No entanto, Roberto Medina não é uma das figuras que se possa considerar progressistas, e foi filiado ao PDS, no final da ditadura militar.

O Rock In Rio usa como lema "por um mundo melhor", mas esse lema publicitário é tão superficial e postiço quanto a caridade fajuta dos "médiuns espíritas" e sua "filantropia de lata-velha" que só serve para adoração a eles, tão medíocres são os resultados sociais alcançados (se é que são).

O conservadorismo de Roberto Medina e seu irmão Rubem, entre outros do clã, é herança do patriarca Abraão Medina, dono da rede de lojas O Rei da Voz.

Abraão empresariou o primeiro ídolo "popular demais" dentro dos moldes da mediocrização musical e do mau gosto cultural calculados para impulsionar o sucesso comercial: Orlando Dias, pseudônimo para José Adauto Michiles, talvez para "ser confundido" com o grande Orlando Silva.

Orlando Dias, contemporâneo de Waldick Soriano, vinha com sucessos com temáticas exageradas com títulos tipo "Tenho Ciúme de Tudo" e "Perdoa-me Pelo Bem Que Eu Faço".

O marketing que a Artplan usa hoje para Bolsonaro usava para Orlando Dias, que era brega quando o termo não existia (só pouco depois Carlos Imperial adaptaria o termo italiano cafone para "cafona").

◆ **Atividades**
(1) No texto sobre Roberto Medina e o Rock in Rio, qual é o nome verdadeiro do cantor conhecido pelo pseudônimo Orlando Dias?
(2) Dê continuidade ao texto sobre Roberto Medina e o Rock in Rio, começando logo após a última frase apresentada.

◆ **Listagem fornecida**
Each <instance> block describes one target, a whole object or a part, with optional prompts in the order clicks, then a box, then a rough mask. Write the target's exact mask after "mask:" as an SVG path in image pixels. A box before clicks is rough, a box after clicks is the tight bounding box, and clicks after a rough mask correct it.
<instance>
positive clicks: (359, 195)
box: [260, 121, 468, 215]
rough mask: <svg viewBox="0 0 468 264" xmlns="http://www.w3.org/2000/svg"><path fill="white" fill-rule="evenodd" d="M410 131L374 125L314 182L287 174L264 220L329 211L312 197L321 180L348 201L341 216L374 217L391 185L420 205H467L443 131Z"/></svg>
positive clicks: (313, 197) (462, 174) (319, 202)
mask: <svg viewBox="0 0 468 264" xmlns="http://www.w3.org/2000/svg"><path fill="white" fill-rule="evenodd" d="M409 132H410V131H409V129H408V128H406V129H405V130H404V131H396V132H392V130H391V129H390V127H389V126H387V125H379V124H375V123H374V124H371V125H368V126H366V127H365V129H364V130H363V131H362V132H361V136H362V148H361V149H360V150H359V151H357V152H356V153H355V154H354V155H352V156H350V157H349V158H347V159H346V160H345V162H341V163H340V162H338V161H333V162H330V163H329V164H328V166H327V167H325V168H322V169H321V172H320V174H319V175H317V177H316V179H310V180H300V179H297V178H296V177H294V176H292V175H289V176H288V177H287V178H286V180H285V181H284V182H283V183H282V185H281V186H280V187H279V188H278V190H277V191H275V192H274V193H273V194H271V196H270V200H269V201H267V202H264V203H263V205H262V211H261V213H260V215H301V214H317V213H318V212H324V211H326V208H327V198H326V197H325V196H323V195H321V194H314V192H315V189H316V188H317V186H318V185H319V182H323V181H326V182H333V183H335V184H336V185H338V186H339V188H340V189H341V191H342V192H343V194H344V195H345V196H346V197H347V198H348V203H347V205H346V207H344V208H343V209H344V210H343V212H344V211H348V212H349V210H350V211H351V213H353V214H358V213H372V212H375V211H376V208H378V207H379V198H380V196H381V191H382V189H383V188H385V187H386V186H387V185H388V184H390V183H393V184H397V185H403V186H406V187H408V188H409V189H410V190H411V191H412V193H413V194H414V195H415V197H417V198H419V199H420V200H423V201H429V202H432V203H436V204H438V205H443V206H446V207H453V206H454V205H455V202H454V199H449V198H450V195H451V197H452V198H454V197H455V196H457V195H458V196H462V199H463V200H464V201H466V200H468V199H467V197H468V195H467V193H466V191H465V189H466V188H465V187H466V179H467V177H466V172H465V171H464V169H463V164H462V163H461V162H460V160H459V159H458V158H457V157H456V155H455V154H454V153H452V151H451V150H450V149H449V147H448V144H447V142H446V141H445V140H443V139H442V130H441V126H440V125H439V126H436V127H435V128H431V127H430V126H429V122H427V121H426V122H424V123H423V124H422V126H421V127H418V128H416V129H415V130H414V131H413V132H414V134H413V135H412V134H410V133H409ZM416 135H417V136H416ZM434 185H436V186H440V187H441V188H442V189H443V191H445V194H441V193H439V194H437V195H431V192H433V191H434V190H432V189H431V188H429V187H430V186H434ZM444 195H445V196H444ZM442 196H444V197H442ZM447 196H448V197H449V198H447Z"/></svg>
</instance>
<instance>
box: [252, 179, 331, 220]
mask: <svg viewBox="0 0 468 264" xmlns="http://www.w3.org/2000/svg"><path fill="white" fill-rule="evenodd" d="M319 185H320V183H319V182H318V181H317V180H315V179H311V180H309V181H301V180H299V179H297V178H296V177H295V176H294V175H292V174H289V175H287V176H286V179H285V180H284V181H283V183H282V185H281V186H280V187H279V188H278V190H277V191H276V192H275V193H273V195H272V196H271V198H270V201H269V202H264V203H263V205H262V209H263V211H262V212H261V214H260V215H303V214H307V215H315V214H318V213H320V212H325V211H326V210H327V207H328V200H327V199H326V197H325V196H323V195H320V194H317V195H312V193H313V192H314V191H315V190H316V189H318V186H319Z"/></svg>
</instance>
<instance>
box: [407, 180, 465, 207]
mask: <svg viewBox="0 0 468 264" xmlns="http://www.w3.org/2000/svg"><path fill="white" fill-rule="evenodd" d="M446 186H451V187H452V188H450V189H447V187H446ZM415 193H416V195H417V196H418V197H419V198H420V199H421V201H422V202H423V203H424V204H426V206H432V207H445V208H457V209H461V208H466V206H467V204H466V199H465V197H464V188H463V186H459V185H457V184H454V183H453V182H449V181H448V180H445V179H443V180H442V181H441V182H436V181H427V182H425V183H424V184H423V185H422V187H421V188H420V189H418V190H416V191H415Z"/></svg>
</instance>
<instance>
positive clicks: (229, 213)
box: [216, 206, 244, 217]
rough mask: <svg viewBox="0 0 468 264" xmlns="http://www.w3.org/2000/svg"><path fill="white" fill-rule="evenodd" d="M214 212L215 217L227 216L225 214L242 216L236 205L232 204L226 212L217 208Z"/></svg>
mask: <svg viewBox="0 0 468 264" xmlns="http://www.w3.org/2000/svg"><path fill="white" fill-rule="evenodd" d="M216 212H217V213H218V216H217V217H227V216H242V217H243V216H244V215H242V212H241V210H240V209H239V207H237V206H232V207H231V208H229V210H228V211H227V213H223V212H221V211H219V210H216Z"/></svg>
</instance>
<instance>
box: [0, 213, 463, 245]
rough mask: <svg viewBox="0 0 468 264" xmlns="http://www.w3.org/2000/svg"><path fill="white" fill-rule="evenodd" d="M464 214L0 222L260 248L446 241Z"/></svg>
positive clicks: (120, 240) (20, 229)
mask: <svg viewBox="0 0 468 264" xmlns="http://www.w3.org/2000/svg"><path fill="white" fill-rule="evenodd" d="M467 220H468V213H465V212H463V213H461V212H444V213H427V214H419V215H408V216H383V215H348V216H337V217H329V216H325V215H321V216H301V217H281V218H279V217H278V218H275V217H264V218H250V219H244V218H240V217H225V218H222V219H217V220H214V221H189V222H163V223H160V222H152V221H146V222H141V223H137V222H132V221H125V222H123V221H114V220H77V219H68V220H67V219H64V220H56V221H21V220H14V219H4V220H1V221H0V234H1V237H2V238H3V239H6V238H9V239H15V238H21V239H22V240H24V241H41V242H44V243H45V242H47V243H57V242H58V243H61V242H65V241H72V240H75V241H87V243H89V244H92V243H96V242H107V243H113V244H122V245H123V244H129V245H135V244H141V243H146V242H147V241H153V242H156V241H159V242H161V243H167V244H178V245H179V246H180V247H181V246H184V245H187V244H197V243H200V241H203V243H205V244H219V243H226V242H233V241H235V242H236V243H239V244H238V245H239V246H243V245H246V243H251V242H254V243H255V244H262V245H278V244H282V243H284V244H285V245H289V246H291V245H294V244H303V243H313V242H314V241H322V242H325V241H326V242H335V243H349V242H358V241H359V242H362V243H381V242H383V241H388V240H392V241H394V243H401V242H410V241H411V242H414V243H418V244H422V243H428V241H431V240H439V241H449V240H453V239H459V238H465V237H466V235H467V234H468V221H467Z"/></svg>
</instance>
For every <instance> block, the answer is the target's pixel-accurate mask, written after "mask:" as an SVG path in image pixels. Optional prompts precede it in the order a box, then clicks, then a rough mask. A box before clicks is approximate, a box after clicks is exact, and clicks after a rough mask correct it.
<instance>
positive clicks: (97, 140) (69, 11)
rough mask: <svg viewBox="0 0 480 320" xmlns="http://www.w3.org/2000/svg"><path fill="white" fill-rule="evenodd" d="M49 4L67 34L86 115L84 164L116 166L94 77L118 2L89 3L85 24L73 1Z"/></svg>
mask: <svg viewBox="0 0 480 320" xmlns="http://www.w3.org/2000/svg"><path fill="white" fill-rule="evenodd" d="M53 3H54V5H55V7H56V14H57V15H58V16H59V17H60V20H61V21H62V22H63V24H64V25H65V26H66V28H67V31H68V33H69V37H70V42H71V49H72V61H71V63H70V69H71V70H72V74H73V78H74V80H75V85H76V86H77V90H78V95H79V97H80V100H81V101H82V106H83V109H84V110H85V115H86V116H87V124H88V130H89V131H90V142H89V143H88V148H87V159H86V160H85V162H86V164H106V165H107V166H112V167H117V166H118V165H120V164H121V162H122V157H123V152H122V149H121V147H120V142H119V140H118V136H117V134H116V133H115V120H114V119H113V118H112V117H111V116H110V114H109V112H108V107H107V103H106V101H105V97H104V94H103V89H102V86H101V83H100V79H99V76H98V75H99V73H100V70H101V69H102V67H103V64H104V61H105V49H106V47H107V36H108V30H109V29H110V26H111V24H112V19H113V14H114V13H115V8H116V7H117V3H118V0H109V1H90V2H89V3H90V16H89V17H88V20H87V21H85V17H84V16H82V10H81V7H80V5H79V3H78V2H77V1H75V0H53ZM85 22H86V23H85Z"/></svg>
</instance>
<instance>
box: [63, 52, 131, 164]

◆ **Resultados por tarefa**
(1) José Adauto Michiles.

(2)
Consta-se que Orlando Dias se tornou cantor por um suposto sonho em que uma falecida ex-namorada havia lhe avisado de que "sua missão na vida era cantar".

Extremamente comercial e piegas, Orlando Dias foi pioneiro de uma longa linhagem de ídolos "populares demais", entre grupos e intérpretes solo, cujos similares hoje são, entre outros, Luan Santana e Wesley Safadão.

Voltando à família Medina, a marca Rock In Rio, embora tivesse influído positivamente no mercado de apresentações internacionais, corrompeu a cultura rock, transformando-a numa piada.

Daí que, após o Rock In Rio, virou uma praga as pretensas "rádios rock" que nunca passaram de inócuas e chatas rádios pop que "só tocavam rock". De "rock", elas só tinham o vitrolão e algumas medidas de fachada, e sua qualidade deixava muito a desejar.

E aí vieram as pragas tipo Rádio Cidade e 89 FM e experiências lamentáveis como a Transamérica, ou, de âmbito regional, a desastrada 96 FM, de Salvador.

Todas empastelando e envergonhando o legado das rádios de rock originais e acostumando mal o público, que agora digere mais uma programação tipo Jovem Pan FM travestida de roqueira do que uma rádio de rock de verdade.

Até a Kiss FM, para sobreviver, criou seus programas tipo "Jovem Pan", ainda que não vá longe demais como na canastrona Rádio Cidade.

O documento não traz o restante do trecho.